▶ _SOURCE EXTRACT_
The US consumer confidence index has shown a decline over the past month, confirming that US business activity is slowing as inflation remains at high levels. Consumers remain concerned about supply disruptions, the threat of higher inflation, and the Delta variant of coronavirus that will affect their lives and the economy.
The US stock market decreased sharply amid investor fears over the risk of a default on US sovereign debt. The Dow Jones Industrial Average decreased by 1.63%, the S&P 500 lost 2.04% and the Nasdaq Composite lost 2.83%. The Nasdaq showed the biggest fall since March 18, and the Dow Jones dropped for the first time in five trading sessions.

▶ _SOURCE DATA_
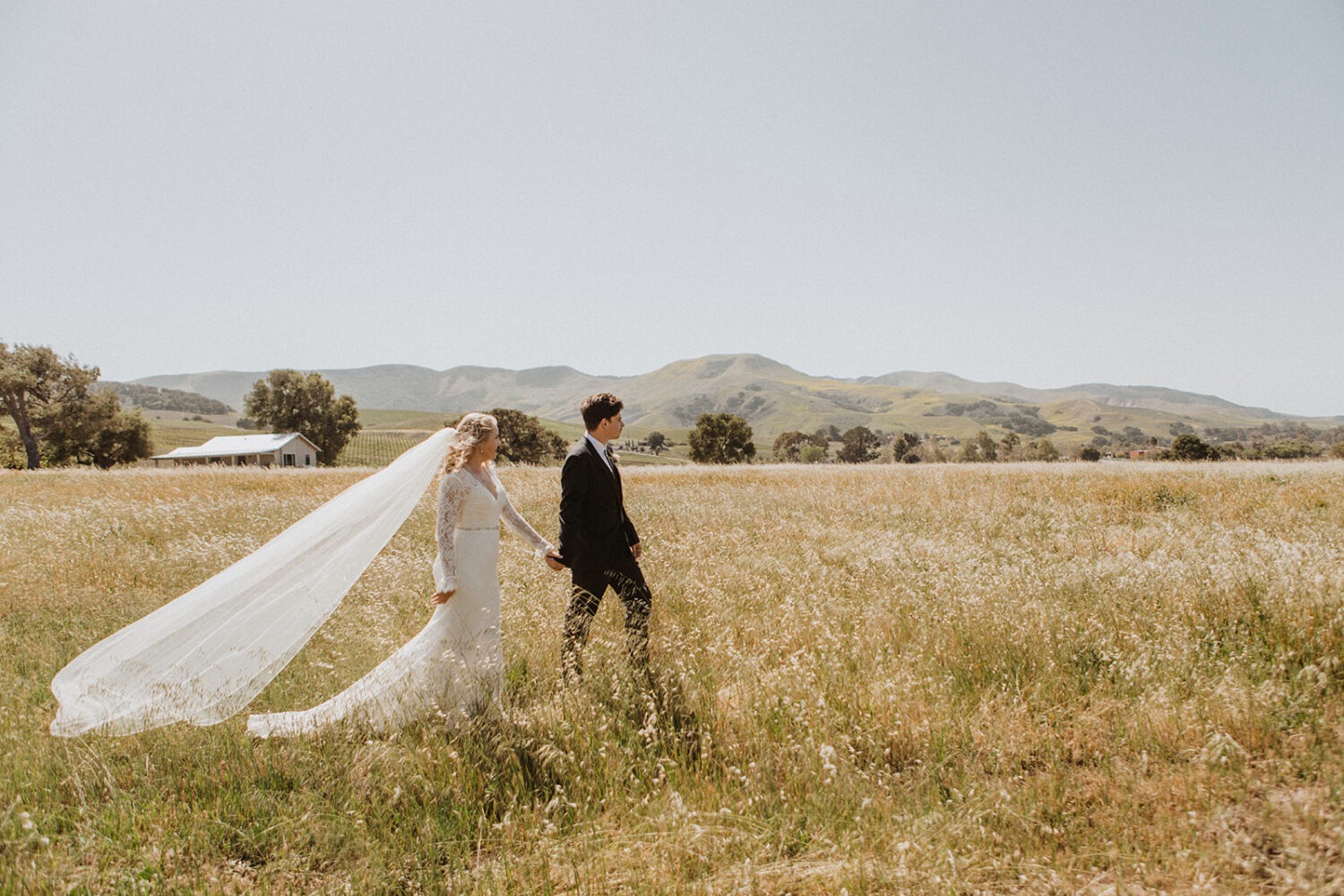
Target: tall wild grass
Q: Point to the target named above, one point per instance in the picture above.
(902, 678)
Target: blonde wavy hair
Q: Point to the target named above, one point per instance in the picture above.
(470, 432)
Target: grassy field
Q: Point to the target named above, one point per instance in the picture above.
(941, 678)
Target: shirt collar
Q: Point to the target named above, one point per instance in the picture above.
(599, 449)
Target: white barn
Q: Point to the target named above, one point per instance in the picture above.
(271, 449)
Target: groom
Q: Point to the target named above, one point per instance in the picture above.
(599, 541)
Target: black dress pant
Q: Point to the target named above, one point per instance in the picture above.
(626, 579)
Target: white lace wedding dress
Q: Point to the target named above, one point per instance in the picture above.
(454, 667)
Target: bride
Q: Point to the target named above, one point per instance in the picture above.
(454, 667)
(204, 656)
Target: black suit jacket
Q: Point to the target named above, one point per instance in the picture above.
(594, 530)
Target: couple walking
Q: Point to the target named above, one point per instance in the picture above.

...

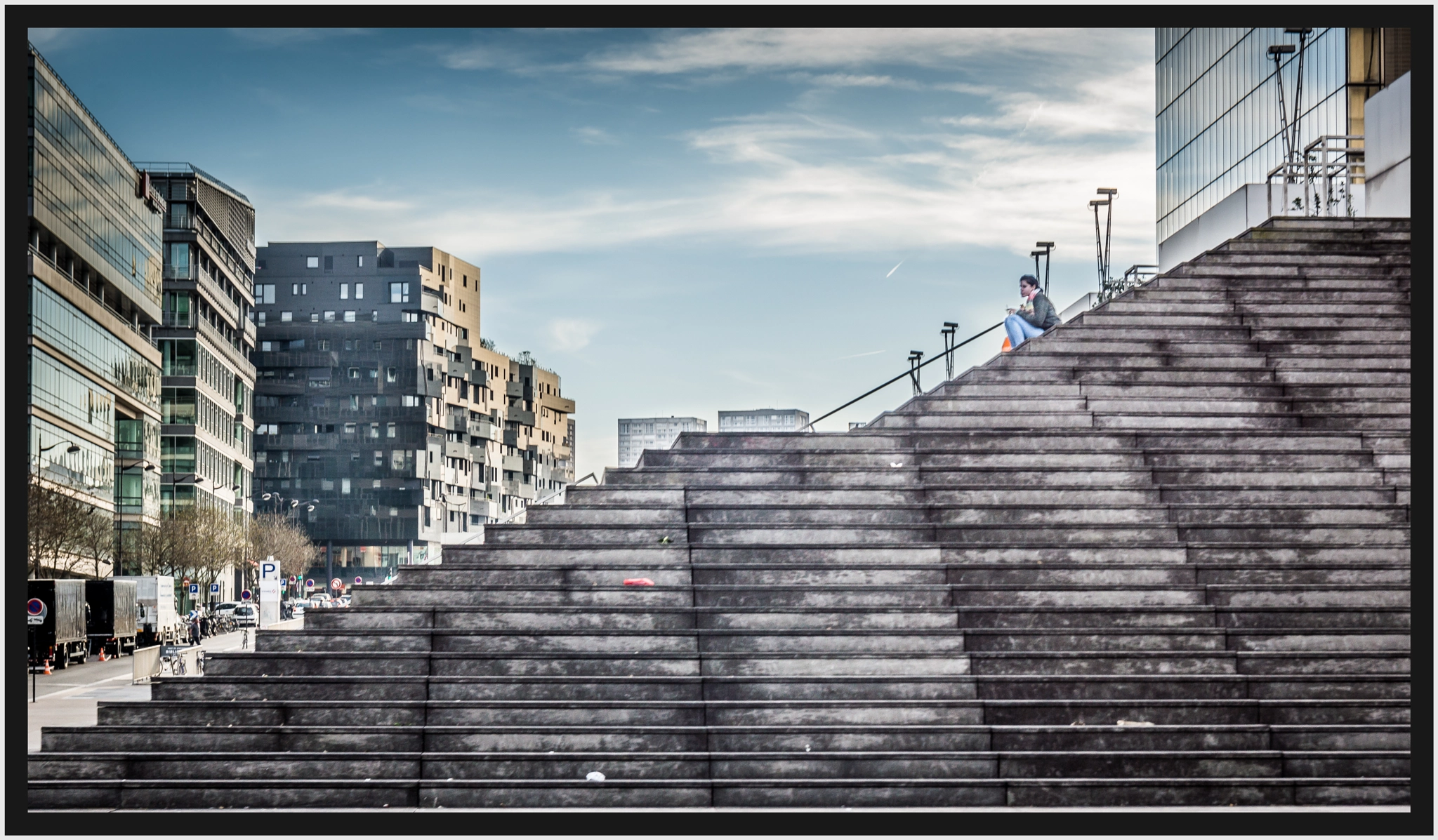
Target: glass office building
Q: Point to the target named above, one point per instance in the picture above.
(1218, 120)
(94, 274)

--

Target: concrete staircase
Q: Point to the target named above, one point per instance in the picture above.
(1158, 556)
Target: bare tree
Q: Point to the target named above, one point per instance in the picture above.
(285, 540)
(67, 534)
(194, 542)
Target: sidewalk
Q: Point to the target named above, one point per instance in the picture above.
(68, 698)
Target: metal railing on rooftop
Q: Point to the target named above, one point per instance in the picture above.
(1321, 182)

▶ _TASK GOAL_
Rewrite the stretch of the US market report from "The US consumer" through "five trading sessions.", replacing "Nasdaq" with "NASDAQ".

▶ _THE COMPLETED TASK_
The US consumer confidence index has shown a decline over the past month, confirming that US business activity is slowing as inflation remains at high levels. Consumers remain concerned about supply disruptions, the threat of higher inflation, and the Delta variant of coronavirus that will affect their lives and the economy.
The US stock market decreased sharply amid investor fears over the risk of a default on US sovereign debt. The Dow Jones Industrial Average decreased by 1.63%, the S&P 500 lost 2.04% and the NASDAQ Composite lost 2.83%. The NASDAQ showed the biggest fall since March 18, and the Dow Jones dropped for the first time in five trading sessions.